> [Annotated photo localization data]:
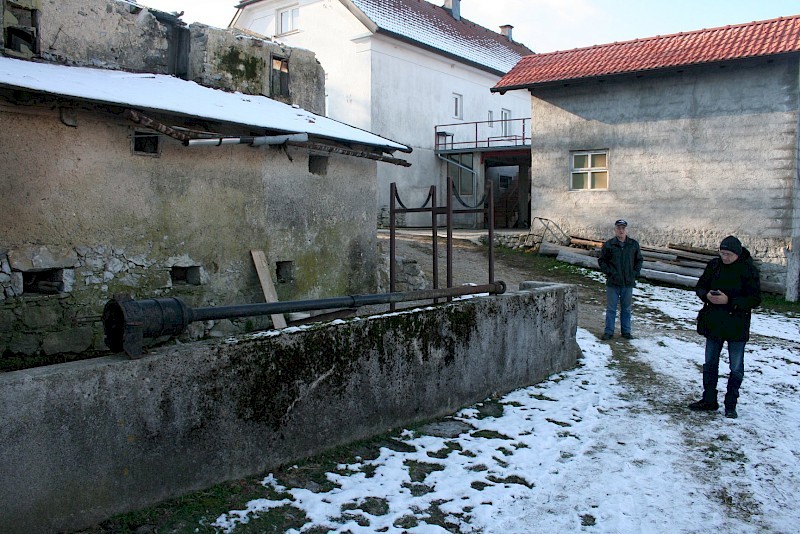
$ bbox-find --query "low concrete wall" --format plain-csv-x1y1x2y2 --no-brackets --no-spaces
0,282,579,533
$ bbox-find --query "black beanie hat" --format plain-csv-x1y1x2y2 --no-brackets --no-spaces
719,235,742,256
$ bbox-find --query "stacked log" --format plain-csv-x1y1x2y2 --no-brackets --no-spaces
538,237,782,294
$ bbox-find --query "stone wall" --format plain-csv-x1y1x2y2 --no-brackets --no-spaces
0,0,364,363
0,101,377,365
525,58,800,300
0,282,580,533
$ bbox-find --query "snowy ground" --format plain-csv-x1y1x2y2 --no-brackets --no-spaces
212,277,800,533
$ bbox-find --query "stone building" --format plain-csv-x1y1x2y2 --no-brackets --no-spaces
493,15,800,301
0,0,410,365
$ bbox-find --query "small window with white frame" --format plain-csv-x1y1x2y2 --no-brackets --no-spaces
452,93,463,119
570,150,609,190
487,110,494,127
277,6,299,35
500,108,511,136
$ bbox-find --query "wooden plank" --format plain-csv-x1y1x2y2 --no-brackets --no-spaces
250,250,287,329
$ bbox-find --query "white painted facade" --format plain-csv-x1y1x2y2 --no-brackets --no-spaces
232,0,531,223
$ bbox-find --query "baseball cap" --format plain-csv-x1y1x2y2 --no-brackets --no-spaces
614,219,628,227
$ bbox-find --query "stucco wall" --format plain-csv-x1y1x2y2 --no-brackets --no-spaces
0,101,377,362
0,283,580,533
527,59,800,296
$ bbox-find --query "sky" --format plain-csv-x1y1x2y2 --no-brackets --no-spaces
206,273,800,533
135,0,800,53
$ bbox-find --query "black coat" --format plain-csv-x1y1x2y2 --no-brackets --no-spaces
695,247,761,342
598,237,643,287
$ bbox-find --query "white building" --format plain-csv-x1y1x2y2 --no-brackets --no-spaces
232,0,533,227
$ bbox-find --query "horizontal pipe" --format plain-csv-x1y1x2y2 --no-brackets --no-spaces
187,133,308,147
189,282,506,322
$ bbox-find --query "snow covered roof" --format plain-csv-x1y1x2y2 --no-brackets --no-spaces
0,57,409,153
342,0,532,74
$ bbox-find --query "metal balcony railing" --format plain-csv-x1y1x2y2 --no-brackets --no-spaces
435,118,531,151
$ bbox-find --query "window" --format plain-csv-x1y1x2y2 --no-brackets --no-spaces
452,93,463,119
276,261,294,283
132,130,160,156
3,3,39,57
170,266,201,286
500,109,511,136
487,110,494,127
570,150,609,190
22,269,64,294
447,153,474,196
309,155,328,175
271,56,290,98
278,6,299,34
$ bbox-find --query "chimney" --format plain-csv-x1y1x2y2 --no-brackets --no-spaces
444,0,461,21
500,24,513,41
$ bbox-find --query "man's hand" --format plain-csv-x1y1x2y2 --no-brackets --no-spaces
708,290,729,305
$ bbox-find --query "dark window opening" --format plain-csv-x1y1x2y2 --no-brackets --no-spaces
276,261,294,283
22,269,64,295
133,130,160,155
309,155,328,175
3,5,39,57
171,266,201,286
271,57,290,98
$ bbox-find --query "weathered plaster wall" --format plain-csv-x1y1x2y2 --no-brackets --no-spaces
189,25,326,114
7,0,325,113
0,100,377,362
0,283,580,533
527,59,800,296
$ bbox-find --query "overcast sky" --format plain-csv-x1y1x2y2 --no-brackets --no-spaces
136,0,800,53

> [TASK TO CARRY OUT]: From the first line to the last, repeat the records exactly. Leave out the pictures.

> [RESULT OF THIS EXERCISE]:
$ bbox-find --query "low concrete wall" --format plain-csv-x1y1x2y2 --no-brackets --no-spaces
0,282,579,533
$ bbox-find --query "black beanie hat" --format plain-csv-x1y1x2y2 --no-brackets --no-spaces
719,235,742,256
$ bbox-find --query "stacked log" --format plain-csv-x1y1x2y2 --no-brackets --no-spaces
538,237,782,294
$ bbox-find --query "stone wall" --format plain-csv-x1y1x2y2 --no-brackets --no-spaces
0,0,364,363
0,101,377,365
525,58,800,300
0,282,580,533
$ bbox-find --query "snowy ground" --format plain-csv-x1y1x2y2 --no-brackets --no-spaces
212,277,800,533
$ bbox-find --query "stone building" --format plain-csv-x1y1x2y2 --no-brackets --no-spaces
493,15,800,301
0,0,410,365
$ bbox-find --query "small window with white frame" --format plain-csv-x1y1x2y2 --no-brackets --no-spaces
452,93,463,119
570,150,609,190
487,110,494,127
277,6,299,35
500,108,511,136
$ bbox-find --query "wooden plank" --format plain-csv-x1y1x2y2 --no-brackets --no-spaces
250,250,287,329
$ bbox-find --query "white painted facade" --format plain-csv-x1y1x2y2 --no-brackets --no-spaces
232,0,531,223
$ bbox-find --query "baseball cap" --format plain-csv-x1y1x2y2 --no-brackets --no-spaces
614,219,628,227
$ bbox-find --query "stucco wall" --format plain-csv-x1y1x2y2 --no-brackets --no-spaces
0,101,377,362
0,283,580,533
527,59,800,296
$ bbox-find --query "sky" --format plain-csv-x1y1x2y2 --no-brackets --no-spaces
206,273,800,533
135,0,800,53
$ bbox-find --query "black coat" --format plain-csv-x1y1x2y2 --no-brackets --no-spaces
695,247,761,342
598,237,643,287
$ bbox-find --query "white building" --format plain-csv-x1y1x2y2 --no-brackets --no-spaces
232,0,533,227
$ bbox-find --query "horizontal pipe" --format plain-csv-x1y1x2y2 --no-brackets --no-spaces
187,133,308,147
189,282,506,322
$ bbox-find --query "snow covered roof" --format plain-csv-x1y1x2y2 --no-brackets --no-spaces
0,57,409,153
342,0,532,74
$ bbox-find --query "metal balcony railing" --format plain-csv-x1y1x2y2 --no-brackets --no-spaces
435,118,531,151
$ bbox-find --query "window" --format plain-csv-x1y1x2y2 --no-brackets --no-spaces
452,93,463,119
276,261,294,283
132,130,160,156
3,3,39,57
170,266,201,286
500,109,511,136
487,110,494,127
570,150,609,190
22,269,64,294
447,153,474,196
309,155,328,175
271,56,290,98
278,6,299,34
$ bbox-find --query "chimney" --format plain-csv-x1y1x2y2 --no-brackets --no-spaces
444,0,461,21
500,24,513,41
$ bbox-find --query "man's hand" --format plain-csv-x1y1x2y2 --no-brackets --no-spaces
708,290,729,305
$ bbox-find --query "dark window opening" --format plain-csv-x1y1x2y2 --no-brackets --no-spaces
276,261,294,283
22,269,64,295
133,130,160,155
309,155,328,175
3,5,39,57
171,266,201,286
271,57,290,98
$ bbox-find --query "weathered plaster wall" --format plain-csv-x1y1x2y2 --no-brackets --no-spaces
189,25,326,114
7,0,325,113
0,100,377,362
0,283,580,533
527,59,800,296
$ bbox-find --query "overcast sky" --format plain-csv-x1y1x2y2 --no-brackets --no-spaces
136,0,800,53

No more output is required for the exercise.